## EXERCISE TASK A
Return every line of the entries below that contains the string "metal", treating uppercase and lowercase as different.
** Start DOCUMENT PASSAGE **
II.Guidance to the Member States on facilitating Renewable Energy Purchase Agremeents
1.Introduction
Renewables deployment is increasingly becoming cost-competitive compared to fossil-based energy, with renewable power generation from hydropower, geothermal power, solar PV, onshore and offshore wind power producing at cost levels that are lower than the average European electricity prices for non-household consumers (see figures below).
Data: IRENA 2021
Data: Development of electricity prices for non-household consumers, based on Eurostat.
Based on the rapid decline of the costs of renewable energy, European corporates passed the threshold of 1 GW of contracted renewable power purchase agreements in 2016 which represented around 3.5% of the industrial electricity consumption. Since then, their volume grew exponentially – in 2021, it was over fifteen times higher than in 2016.
In its simplest form, a renewable power or a renewable heat purchase agreement is a purchase agreement between a renewable energy producer and a corporate off-taker. The corporate off-taker commits to the purchase of a specific volume of renewable energy at a predetermined price over a longer period. In most cases, the corporate off-taker will also receive the guarantee of origin that is issued for each unit of renewable energy produced within the EU. This way, the off-taker can show that its power, heat purchase or gas (including renewable hydrogen) agreement is directly contributing to a specific renewable energy asset. The vast majority of agreements to date of renewable power purchase agreements (PPAs) (see Figure 1).
Figure 1 PPA Anouncements 2013-2021 (GW contracted capacity); Re-Source (2021)
https://resource-platform.eu/buyers-toolkit/
The advantages of renewable power purchase agreements are manifold. In particular:
A.For corporate offtakers, renewable power purchase agreements provide cost-competitive electricity for their activities, and they can used as a hedging tool against electricity price risks from the wholesale market.
B.For corporate offakers, renewable power purchase agreements show commitment towards a green transition in a credible way, support their corporate social responsibility agenda, and help attract investors with green ambition.
C.For renewable projects developers, power purchase agreements provide an alternative and/or complementary source of stable income compared to public support schemes or merchant markets.
** End DOCUMENT PASSAGE **
** Start DATA SECTION **
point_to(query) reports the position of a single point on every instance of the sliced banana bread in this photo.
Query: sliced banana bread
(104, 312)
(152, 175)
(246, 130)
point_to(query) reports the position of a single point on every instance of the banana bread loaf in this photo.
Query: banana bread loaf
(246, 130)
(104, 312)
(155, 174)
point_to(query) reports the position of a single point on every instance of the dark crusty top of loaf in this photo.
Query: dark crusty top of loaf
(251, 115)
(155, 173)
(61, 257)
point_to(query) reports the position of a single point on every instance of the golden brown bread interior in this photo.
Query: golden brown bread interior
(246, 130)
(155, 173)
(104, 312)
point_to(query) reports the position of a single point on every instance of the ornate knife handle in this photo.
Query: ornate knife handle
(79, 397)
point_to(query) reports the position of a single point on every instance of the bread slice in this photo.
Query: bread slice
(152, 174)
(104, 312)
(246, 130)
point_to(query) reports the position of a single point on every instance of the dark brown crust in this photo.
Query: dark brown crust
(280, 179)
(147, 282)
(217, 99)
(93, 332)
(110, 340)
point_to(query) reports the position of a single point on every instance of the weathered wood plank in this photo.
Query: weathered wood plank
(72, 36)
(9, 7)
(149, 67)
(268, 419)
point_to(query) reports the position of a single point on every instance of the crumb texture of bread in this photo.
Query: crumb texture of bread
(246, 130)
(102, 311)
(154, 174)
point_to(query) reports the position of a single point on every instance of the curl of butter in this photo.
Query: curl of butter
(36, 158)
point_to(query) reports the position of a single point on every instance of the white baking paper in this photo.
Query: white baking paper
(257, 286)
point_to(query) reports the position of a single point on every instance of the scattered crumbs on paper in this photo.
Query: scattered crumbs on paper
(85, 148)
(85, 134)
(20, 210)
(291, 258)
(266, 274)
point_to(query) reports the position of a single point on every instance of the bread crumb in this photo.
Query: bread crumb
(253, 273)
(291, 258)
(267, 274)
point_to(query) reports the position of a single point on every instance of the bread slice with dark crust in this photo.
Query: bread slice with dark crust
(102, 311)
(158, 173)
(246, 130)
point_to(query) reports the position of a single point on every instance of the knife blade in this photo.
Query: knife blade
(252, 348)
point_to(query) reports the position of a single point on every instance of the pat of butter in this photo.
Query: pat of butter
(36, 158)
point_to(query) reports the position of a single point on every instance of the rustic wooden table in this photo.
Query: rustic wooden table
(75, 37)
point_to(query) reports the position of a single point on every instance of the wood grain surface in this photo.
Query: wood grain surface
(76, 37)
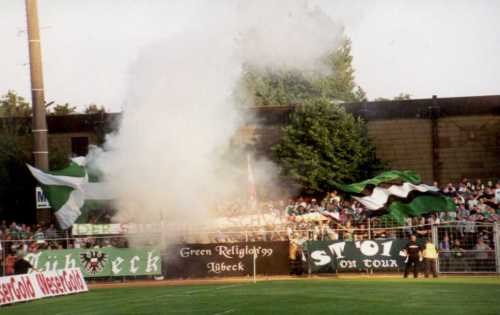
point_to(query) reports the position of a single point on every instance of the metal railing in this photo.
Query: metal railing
(466, 257)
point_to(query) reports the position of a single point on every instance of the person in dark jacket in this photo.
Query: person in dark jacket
(21, 266)
(413, 256)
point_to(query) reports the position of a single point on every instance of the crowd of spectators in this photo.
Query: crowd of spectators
(341, 218)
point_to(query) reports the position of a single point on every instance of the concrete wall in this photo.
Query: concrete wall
(405, 144)
(468, 146)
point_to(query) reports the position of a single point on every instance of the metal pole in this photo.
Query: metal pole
(435, 241)
(40, 143)
(255, 266)
(369, 229)
(496, 237)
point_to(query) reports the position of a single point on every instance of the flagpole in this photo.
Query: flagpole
(255, 266)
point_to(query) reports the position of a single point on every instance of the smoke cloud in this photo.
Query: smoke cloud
(168, 161)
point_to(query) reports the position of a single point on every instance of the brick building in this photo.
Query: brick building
(442, 139)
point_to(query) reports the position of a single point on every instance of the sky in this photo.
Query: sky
(424, 48)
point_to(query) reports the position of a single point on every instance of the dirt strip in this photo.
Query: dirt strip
(225, 280)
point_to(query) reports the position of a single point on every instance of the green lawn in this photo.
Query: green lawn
(464, 295)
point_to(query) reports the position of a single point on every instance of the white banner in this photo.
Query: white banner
(39, 285)
(114, 229)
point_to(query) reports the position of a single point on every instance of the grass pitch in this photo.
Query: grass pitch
(464, 295)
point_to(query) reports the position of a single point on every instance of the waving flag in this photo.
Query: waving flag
(400, 194)
(68, 189)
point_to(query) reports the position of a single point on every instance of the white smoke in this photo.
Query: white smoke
(165, 161)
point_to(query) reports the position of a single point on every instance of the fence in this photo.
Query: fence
(464, 247)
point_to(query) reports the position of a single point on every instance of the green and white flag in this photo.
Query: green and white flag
(68, 189)
(399, 194)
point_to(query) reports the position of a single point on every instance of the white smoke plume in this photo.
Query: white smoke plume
(165, 161)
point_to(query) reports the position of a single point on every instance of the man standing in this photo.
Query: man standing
(21, 266)
(430, 257)
(413, 256)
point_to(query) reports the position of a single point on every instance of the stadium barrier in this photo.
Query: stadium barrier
(465, 254)
(20, 288)
(101, 256)
(100, 262)
(348, 256)
(226, 259)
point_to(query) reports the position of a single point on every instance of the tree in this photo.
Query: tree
(283, 87)
(13, 105)
(324, 144)
(339, 83)
(94, 109)
(61, 110)
(16, 184)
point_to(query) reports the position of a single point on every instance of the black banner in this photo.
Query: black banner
(332, 256)
(225, 259)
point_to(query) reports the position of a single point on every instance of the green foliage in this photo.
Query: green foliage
(13, 105)
(64, 109)
(283, 87)
(399, 97)
(323, 143)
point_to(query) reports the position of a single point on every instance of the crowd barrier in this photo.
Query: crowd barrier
(33, 286)
(380, 251)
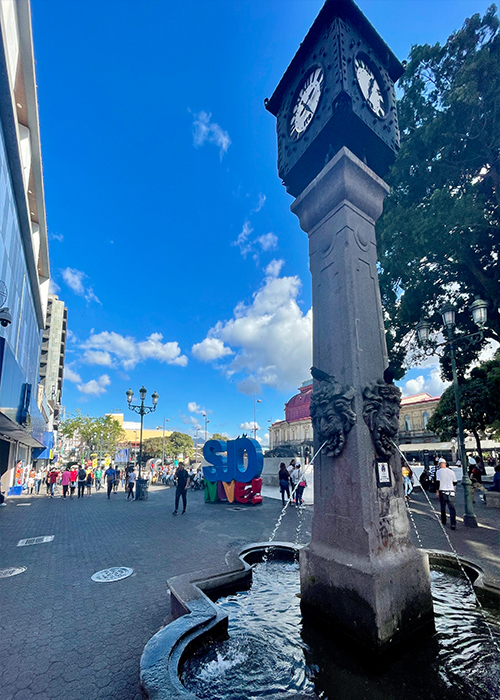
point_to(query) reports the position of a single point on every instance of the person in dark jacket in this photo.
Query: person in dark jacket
(183, 482)
(284, 478)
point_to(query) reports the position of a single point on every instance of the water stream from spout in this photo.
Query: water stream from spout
(283, 510)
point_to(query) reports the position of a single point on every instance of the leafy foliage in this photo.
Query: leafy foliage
(175, 444)
(439, 237)
(480, 404)
(100, 434)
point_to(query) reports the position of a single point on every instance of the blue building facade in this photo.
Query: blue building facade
(24, 268)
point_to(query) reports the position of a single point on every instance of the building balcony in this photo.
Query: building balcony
(419, 435)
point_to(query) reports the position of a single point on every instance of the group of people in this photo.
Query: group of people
(79, 479)
(292, 480)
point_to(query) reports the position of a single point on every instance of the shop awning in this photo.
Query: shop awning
(10, 430)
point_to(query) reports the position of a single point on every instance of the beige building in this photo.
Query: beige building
(133, 430)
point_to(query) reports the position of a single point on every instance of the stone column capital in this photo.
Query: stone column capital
(344, 178)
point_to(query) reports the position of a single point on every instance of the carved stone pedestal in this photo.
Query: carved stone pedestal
(360, 570)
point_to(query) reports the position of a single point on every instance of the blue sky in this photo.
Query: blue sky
(171, 239)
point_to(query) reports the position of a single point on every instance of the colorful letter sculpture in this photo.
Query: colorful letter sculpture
(233, 471)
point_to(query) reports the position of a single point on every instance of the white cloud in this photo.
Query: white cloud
(431, 383)
(54, 288)
(95, 387)
(249, 425)
(260, 204)
(75, 281)
(98, 357)
(274, 268)
(126, 351)
(205, 131)
(71, 376)
(268, 241)
(210, 349)
(242, 241)
(271, 337)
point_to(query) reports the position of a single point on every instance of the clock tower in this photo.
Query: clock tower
(337, 130)
(337, 91)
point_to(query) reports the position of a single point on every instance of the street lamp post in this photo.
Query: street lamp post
(165, 420)
(142, 410)
(206, 423)
(479, 315)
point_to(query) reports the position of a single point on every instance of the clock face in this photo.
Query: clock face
(306, 103)
(370, 86)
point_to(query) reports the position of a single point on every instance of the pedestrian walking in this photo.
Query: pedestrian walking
(407, 478)
(130, 484)
(445, 484)
(117, 480)
(82, 482)
(52, 480)
(284, 478)
(295, 476)
(183, 481)
(110, 475)
(73, 476)
(300, 487)
(38, 480)
(90, 478)
(65, 481)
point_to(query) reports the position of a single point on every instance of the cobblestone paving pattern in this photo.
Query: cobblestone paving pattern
(65, 636)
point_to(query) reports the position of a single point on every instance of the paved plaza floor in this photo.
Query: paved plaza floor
(65, 636)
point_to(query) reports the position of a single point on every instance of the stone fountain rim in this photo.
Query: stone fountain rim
(197, 617)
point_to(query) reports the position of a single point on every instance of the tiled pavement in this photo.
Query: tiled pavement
(64, 636)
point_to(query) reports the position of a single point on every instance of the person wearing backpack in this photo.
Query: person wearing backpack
(110, 475)
(82, 482)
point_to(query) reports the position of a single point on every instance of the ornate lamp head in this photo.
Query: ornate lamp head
** End DATA SECTION **
## EXERCISE TASK B
According to the passage on renewable energy purchase agreements, what share of industrial electricity consumption did the 1 GW of contracted renewable power purchase agreements in 2016 represent?

## SOLUTION A
point_to(query) reports the position of a single point on every instance of the metal railing in this photo.
Query: metal railing
point_to(query) reports the position of a single point on every instance of the metal pole in this photo.
Query: metal pole

## SOLUTION B
Around 3.5% of industrial electricity consumption.